Problem statement — Take the material and output all of it exactly.

[start]

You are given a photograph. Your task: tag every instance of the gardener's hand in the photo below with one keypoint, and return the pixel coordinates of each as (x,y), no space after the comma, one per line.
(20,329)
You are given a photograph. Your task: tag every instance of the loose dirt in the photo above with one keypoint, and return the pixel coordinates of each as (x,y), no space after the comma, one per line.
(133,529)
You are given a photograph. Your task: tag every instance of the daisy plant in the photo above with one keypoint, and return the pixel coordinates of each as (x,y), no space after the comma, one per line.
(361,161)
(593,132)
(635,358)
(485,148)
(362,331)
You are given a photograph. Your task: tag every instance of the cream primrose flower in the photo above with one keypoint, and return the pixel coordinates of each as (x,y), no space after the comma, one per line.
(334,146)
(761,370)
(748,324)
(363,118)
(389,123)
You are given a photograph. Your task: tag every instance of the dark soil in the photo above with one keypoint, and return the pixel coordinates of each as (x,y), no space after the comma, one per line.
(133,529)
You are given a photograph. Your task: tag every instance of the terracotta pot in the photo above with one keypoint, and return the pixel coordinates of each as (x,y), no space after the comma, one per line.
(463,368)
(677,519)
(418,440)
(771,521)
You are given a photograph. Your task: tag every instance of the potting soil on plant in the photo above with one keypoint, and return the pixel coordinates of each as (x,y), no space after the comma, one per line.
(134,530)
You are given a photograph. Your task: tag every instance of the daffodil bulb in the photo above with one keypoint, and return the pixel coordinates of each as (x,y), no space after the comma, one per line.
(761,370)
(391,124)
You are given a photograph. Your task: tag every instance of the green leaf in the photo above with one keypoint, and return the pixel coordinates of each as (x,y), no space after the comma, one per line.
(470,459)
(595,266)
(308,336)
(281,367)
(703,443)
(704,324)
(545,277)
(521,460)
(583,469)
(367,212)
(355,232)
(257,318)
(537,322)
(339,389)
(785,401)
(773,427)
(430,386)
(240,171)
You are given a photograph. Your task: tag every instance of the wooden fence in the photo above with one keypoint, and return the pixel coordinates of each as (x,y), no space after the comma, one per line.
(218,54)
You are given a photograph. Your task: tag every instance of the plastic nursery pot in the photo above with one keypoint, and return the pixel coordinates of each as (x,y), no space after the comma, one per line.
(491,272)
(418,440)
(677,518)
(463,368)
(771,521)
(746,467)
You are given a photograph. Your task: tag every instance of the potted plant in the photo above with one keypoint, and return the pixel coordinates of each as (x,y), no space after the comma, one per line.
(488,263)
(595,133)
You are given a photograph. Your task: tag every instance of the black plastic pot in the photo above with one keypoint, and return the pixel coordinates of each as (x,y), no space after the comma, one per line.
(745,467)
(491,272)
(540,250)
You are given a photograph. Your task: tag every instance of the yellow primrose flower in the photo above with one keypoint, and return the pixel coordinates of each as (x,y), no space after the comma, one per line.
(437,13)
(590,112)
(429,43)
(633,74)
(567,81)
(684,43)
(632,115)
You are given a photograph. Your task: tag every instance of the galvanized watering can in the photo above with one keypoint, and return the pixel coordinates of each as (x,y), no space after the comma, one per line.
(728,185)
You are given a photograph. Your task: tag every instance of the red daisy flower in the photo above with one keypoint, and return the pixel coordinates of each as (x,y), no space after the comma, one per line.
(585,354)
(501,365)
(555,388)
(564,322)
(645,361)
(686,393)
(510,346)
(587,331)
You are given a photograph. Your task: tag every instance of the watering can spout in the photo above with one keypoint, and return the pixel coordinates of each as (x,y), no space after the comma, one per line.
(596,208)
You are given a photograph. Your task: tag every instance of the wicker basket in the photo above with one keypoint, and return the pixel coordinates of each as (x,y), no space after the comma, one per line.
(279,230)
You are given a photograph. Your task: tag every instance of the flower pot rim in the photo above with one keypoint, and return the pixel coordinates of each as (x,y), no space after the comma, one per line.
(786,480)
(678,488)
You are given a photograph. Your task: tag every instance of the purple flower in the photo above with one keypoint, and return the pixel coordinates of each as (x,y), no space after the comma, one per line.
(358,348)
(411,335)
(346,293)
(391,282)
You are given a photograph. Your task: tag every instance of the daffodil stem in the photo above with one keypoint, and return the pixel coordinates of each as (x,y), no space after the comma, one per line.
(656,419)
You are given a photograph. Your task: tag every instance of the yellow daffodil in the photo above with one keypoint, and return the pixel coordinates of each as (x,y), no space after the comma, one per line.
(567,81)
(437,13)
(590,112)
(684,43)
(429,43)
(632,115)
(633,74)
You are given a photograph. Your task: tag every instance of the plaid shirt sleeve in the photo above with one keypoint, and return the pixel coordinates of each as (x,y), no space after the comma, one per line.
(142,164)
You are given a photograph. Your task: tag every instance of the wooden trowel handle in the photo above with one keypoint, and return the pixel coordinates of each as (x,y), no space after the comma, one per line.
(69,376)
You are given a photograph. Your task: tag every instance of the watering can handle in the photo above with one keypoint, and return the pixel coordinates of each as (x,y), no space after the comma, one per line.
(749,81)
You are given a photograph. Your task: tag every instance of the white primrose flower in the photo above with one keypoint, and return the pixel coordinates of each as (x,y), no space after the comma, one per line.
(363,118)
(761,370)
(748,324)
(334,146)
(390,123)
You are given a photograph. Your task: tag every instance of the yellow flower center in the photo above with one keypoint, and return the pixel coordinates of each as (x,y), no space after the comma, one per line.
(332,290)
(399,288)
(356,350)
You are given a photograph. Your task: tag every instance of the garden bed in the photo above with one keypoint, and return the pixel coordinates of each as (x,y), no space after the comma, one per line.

[end]

Exercise response —
You are given a photograph. Your task: tag every instance of the gardener's hand in the photo below with one keypoint, and return the pixel coordinates of each as (x,y), no space after the comma, one per line.
(20,329)
You are given a photograph. Your task: tag every instance of the loose dirt in the photo above with one keypoint, and return the pixel coordinates of each as (x,y), no space after the comma, one per line.
(133,529)
You are given a photograph. Your task: tag every instance of the daisy plant in the photo above with one keypoint, and return the pixel coordinates of each as (x,y), no space after the comma, one per line.
(361,161)
(593,132)
(635,358)
(485,148)
(362,331)
You are given a photograph. Your task: tag every instance of the cream primrose flower in the photo above with one keypoint, and return the pixel coordinates of each as (x,y), no space after the comma, one per line.
(334,146)
(761,370)
(748,324)
(363,118)
(389,123)
You are given a photograph. Your task: tag every instance of the dark soil in the photo above with one keypoint, and return the pixel coordinates of each as (x,y), no space after the comma, one per line.
(133,529)
You are given a photograph. Your task: tag every instance of the terracotta pot in the photo above with one keypoint, and return the pixel coordinates of each as (x,y), no space after the comma, one per line.
(463,368)
(677,519)
(418,440)
(771,521)
You are given a photograph. Your task: tag every instance of the potting soil on plant in the photo above with one keypoint, and return the pixel coordinates of each as (x,y), no space after the comma, one per line.
(134,530)
You are given a photograph. Your task: tag every instance of the daffodil bulb in the photo above with one keypoint, and return the pixel coordinates of each as (x,y), no space after the comma, one per line.
(761,370)
(391,124)
You are given a photograph. Your task: tag every instance of the green leaf in the photo above with one keypoint, and return the pixel coordinates of each as (x,y), no space after the comma, one per line.
(470,459)
(595,266)
(308,336)
(281,367)
(703,443)
(704,324)
(545,277)
(521,460)
(583,469)
(367,212)
(355,232)
(257,318)
(537,322)
(339,389)
(785,401)
(773,427)
(430,386)
(240,171)
You are given a photograph. Your task: tag every instance of the wooden fence in the photo above with one keypoint, and return the pixel coordinates of each as (x,y), no space after the comma, one per line.
(218,54)
You are given a photograph. Your task: tag every instance of the plastic nursery pot in the photo above with one keypoint, and return the pixel coordinates of each as (x,y), no space after the comma, one per line.
(491,272)
(418,440)
(677,518)
(463,368)
(771,521)
(746,467)
You are given a photograph. Your task: tag every instance of the potted plant in the photo above with one keypoint, and return the pixel coordinates of each as (x,y), no space after the comma, one per line.
(488,263)
(595,133)
You are given a photograph. Your task: tag every instance of the black plastic pot in the photo above with one keypoint, and return the pixel coordinates of each as (x,y), no space after the comma, one per line.
(745,467)
(491,272)
(540,250)
You are given a photograph. Your task: tag every instance of the yellow primrose flower in the photo above with one keypoint, and return the pixel coordinates of each as (x,y), no space after the comma, one per line.
(437,13)
(590,112)
(429,43)
(633,74)
(567,81)
(684,43)
(632,115)
You are given a photograph. Your task: tag every instance of the galvanized watering can in the photo above with one keypoint, and return the pixel coordinates of each as (x,y), no space after the comma, one per line.
(728,185)
You are given a photograph. Your task: tag every instance of the red daisy flower in the photo above with one keypoint, and return the pixel coordinates of each as (x,y), no space after the comma, one per line.
(585,354)
(501,365)
(555,388)
(564,322)
(645,361)
(686,393)
(510,346)
(587,331)
You are given a photograph. Your task: tag every instance of the watering can spout in the photo above with one keypoint, and return the pixel coordinates of each as (x,y), no space after the comma, one per line.
(596,208)
You are given a photograph. Your task: tag every instance of the wicker basket in the photo above with one keypoint, and return the pixel coordinates of each as (x,y), no space after the comma, one per line.
(279,230)
You are given a photograph. Your task: tag every instance of the flower pot rim in the photo above with one keypoint, and return the pixel coordinates of each as (x,y), no space after the comma, one per line.
(786,480)
(678,488)
You are given a photograph. Your task: tag every instance of the purple flower in the photo above with one keypoint, and return the pixel coordinates of each as (x,y), no space after the comma, one per line.
(358,348)
(411,335)
(346,293)
(391,282)
You are given a photograph. Your task: tag every instance of the daffodil stem in the photo above with one keypoint, and return the pixel coordinates of each as (x,y), no space after the comma, one per line.
(656,419)
You are given a photograph. Your task: tag every instance of the yellow daffodil in the photo above with one keypoint, and return the pixel coordinates of each as (x,y), no space after the comma, one per line.
(567,81)
(437,13)
(590,112)
(684,43)
(429,43)
(632,115)
(633,74)
You are given a photograph. Your task: tag every instance of the plaid shirt sleeve in the photo above with one keypoint, and return the pixel coordinates of each as (x,y), no space after the comma, one per line.
(142,164)
You are given a photograph. Your task: tag every instance of the wooden trowel handle in the photo above with one keypoint, and return the pixel coordinates of each as (x,y), no space after the comma, one per line.
(69,376)
You are given a photograph. Your task: tag every instance of the watering can handle in the photo above with one keypoint, and return the pixel coordinates of each as (x,y), no space after the comma, one per line.
(749,81)
You are given a photograph. Your task: tag every instance of the white primrose flower in the photo above with one keypoint, and return the pixel coordinates of each as (x,y), no space after the comma, one per line.
(363,118)
(761,370)
(748,324)
(334,146)
(390,123)
You are given a photograph. Your task: tag every instance of the yellow flower center in the photo above with one keypoint, and return the pixel coordinates of each as (x,y), no space after the comma, one per line.
(332,290)
(399,288)
(356,350)
You are given a photograph. Your task: tag every instance of the garden bed in the photo above with one keypoint, and return the pixel coordinates of each as (x,y), no space after the comma, one per line.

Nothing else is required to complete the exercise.